Segment Start: RECORDS FOR THIS TASK
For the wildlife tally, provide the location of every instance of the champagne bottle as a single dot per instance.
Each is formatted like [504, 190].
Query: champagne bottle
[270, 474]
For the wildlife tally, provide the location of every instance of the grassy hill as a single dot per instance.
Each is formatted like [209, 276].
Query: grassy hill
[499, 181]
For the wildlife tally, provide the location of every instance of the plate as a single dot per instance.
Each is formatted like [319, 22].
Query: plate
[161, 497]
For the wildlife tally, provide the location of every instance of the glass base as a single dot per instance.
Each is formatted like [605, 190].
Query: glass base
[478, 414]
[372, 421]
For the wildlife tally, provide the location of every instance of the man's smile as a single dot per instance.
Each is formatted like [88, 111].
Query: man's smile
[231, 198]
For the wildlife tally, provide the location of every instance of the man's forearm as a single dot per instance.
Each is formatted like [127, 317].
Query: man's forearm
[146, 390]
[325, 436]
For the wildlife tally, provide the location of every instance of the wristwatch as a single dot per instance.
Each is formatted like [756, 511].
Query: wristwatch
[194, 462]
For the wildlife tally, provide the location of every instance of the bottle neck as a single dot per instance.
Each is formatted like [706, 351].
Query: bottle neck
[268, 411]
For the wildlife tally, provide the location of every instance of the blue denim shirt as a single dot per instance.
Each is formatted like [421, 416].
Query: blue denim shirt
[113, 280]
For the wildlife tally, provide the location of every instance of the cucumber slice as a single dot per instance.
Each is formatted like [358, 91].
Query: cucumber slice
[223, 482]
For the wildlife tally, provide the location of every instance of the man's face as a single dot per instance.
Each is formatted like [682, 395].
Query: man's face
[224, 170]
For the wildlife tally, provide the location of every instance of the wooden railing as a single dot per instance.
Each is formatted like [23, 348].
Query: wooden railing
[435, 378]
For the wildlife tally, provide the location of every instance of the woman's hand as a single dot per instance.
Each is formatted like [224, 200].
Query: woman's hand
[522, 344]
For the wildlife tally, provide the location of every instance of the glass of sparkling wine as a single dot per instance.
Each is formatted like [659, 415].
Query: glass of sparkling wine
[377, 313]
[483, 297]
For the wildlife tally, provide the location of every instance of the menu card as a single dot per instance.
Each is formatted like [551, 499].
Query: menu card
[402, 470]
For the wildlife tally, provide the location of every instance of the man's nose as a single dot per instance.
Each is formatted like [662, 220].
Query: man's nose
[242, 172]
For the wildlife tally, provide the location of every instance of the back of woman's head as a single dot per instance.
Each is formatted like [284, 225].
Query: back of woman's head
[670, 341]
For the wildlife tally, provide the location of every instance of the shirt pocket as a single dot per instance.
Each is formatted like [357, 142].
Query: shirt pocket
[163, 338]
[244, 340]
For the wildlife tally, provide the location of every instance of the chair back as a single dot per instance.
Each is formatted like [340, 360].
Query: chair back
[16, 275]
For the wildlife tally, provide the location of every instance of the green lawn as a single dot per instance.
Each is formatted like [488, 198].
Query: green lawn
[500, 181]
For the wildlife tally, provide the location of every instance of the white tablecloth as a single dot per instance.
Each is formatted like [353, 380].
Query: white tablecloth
Segment End: RECORDS FOR THIS TASK
**TASK TO CARRY OUT**
Which lines in the records above contain the string "tablecloth"? Copy each one.

**SOLUTION TO THIS PROBLEM**
For the wildlife tally, provide the location of every instance of the white tablecloth as a single dot per instance.
Query: white tablecloth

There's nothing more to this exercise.